→ What to work on:
Count the lines in the entries below that contain the string "green", treating case as significant, and give only that number.

— START —

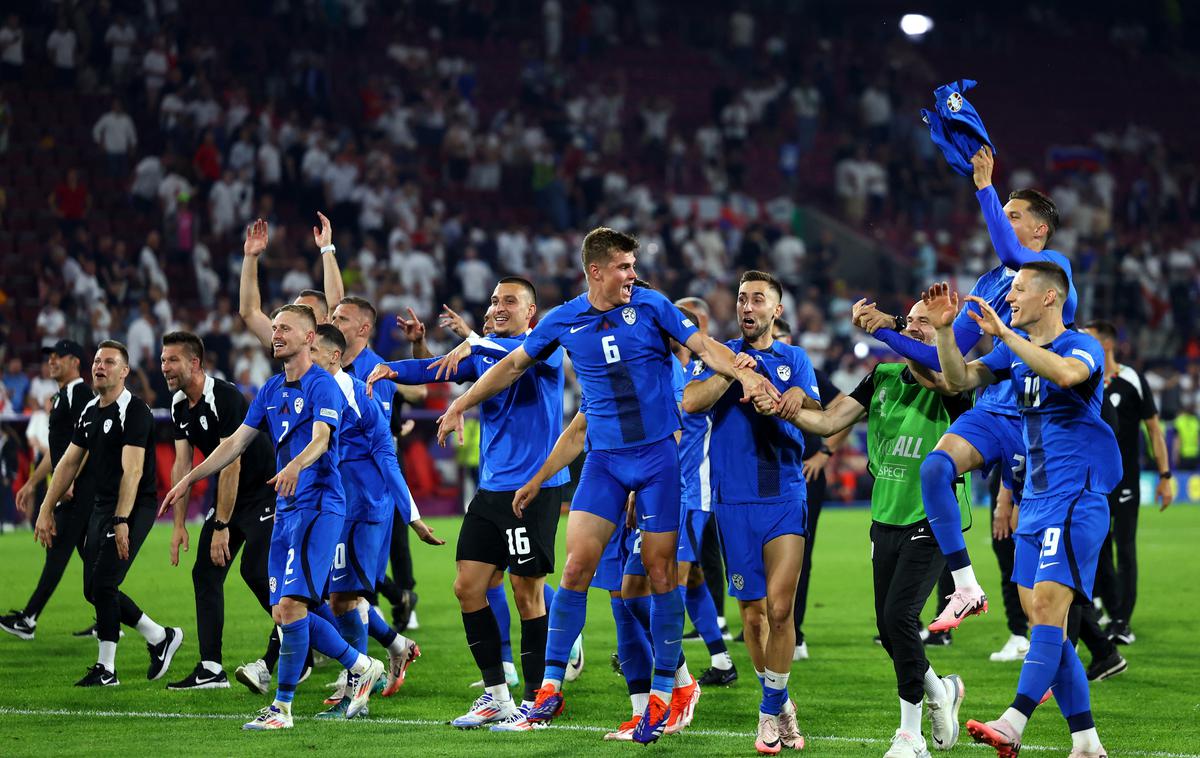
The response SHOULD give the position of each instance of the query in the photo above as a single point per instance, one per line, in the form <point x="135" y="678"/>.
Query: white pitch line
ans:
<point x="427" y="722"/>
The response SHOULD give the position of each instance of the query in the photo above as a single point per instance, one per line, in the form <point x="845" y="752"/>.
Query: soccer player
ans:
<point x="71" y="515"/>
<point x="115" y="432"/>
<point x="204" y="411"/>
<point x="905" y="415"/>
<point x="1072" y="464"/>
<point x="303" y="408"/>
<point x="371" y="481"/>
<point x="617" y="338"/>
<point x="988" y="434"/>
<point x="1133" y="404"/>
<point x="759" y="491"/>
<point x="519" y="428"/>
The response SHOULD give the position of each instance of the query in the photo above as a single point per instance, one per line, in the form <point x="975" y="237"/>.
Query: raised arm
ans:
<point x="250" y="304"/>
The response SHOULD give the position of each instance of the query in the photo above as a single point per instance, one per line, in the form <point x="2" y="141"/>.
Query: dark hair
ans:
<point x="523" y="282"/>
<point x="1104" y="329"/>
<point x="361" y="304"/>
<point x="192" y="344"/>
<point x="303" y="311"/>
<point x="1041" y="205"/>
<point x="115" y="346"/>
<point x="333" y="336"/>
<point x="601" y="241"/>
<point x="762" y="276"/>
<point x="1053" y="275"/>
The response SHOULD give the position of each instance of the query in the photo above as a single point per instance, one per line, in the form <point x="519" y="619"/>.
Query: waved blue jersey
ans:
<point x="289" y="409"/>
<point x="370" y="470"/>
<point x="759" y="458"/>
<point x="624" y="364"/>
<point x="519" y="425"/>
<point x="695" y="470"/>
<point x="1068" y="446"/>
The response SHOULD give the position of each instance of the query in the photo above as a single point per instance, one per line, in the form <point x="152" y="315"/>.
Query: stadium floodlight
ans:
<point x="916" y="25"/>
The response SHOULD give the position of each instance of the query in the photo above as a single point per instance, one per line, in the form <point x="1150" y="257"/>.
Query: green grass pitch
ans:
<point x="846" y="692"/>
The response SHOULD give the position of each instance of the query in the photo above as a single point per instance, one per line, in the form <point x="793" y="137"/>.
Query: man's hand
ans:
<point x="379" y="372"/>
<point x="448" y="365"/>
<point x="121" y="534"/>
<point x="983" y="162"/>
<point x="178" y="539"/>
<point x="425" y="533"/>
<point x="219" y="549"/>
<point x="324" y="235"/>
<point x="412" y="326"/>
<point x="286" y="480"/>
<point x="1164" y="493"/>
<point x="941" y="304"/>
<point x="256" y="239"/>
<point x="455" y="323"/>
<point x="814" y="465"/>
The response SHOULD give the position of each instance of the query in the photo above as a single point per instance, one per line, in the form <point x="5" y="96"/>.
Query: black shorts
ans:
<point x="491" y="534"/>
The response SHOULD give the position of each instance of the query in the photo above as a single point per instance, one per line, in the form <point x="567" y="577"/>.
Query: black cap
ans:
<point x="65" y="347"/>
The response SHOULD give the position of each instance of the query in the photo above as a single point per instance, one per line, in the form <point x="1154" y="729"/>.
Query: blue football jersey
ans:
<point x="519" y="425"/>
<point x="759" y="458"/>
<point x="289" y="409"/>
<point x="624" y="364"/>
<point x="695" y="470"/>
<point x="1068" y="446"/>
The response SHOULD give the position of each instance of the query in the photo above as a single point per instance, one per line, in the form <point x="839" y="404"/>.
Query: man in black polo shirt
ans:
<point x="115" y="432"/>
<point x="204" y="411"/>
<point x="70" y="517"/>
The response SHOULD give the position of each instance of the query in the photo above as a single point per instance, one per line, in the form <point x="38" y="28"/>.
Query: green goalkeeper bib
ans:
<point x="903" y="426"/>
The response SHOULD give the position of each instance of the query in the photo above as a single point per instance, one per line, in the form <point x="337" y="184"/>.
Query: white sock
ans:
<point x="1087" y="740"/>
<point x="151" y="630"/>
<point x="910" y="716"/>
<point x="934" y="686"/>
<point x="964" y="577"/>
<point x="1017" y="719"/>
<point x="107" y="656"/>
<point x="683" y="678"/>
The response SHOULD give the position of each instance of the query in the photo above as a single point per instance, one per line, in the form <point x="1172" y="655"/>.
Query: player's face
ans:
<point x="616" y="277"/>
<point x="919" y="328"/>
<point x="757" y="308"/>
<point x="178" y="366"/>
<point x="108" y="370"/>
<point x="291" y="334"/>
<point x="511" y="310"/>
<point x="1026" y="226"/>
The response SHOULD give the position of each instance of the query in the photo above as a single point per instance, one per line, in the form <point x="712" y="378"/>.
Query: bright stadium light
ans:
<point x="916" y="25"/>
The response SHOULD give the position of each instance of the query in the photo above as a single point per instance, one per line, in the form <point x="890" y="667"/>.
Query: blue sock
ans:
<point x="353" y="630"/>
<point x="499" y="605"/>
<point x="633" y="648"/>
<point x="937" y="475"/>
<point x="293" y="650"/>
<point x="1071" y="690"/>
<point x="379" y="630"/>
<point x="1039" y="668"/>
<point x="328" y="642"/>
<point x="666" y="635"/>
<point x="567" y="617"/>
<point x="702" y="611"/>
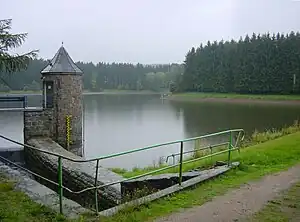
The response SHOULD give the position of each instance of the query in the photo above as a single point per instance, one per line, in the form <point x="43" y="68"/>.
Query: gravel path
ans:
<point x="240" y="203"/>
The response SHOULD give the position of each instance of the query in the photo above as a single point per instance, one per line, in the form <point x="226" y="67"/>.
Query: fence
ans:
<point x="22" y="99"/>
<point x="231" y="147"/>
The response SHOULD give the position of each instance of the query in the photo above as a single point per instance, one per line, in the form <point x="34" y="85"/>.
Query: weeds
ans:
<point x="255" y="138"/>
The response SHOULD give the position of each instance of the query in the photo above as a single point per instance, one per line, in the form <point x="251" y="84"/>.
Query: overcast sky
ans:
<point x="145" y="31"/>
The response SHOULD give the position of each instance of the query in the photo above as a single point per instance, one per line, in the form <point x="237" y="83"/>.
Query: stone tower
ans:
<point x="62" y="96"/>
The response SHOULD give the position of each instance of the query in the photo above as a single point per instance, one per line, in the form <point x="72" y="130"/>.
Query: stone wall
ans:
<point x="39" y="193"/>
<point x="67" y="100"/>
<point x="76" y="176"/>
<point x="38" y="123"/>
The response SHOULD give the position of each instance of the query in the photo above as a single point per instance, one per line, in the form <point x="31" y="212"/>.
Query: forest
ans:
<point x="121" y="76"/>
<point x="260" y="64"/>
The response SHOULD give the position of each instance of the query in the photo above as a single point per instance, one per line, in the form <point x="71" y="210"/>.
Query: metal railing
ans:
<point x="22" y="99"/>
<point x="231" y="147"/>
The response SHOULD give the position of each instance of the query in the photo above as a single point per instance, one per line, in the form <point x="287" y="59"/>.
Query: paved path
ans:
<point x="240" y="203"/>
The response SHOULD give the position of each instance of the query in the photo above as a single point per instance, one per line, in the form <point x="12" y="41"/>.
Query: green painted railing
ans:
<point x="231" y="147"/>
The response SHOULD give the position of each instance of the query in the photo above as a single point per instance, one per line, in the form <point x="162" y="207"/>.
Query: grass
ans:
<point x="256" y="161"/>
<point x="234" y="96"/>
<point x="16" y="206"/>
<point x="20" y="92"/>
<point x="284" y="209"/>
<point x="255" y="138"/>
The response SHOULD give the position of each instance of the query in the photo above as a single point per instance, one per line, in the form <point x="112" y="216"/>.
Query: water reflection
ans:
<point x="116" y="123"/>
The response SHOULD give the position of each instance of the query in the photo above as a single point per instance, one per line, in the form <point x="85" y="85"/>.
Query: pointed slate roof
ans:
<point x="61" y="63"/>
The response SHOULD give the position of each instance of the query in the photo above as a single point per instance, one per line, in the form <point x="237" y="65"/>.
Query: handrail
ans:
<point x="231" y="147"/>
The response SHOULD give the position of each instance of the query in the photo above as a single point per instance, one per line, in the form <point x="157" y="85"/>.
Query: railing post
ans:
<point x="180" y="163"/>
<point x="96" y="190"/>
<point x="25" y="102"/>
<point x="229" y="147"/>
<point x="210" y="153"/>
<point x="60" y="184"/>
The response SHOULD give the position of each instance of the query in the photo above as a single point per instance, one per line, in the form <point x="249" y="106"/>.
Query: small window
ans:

— END —

→ Correct answer:
3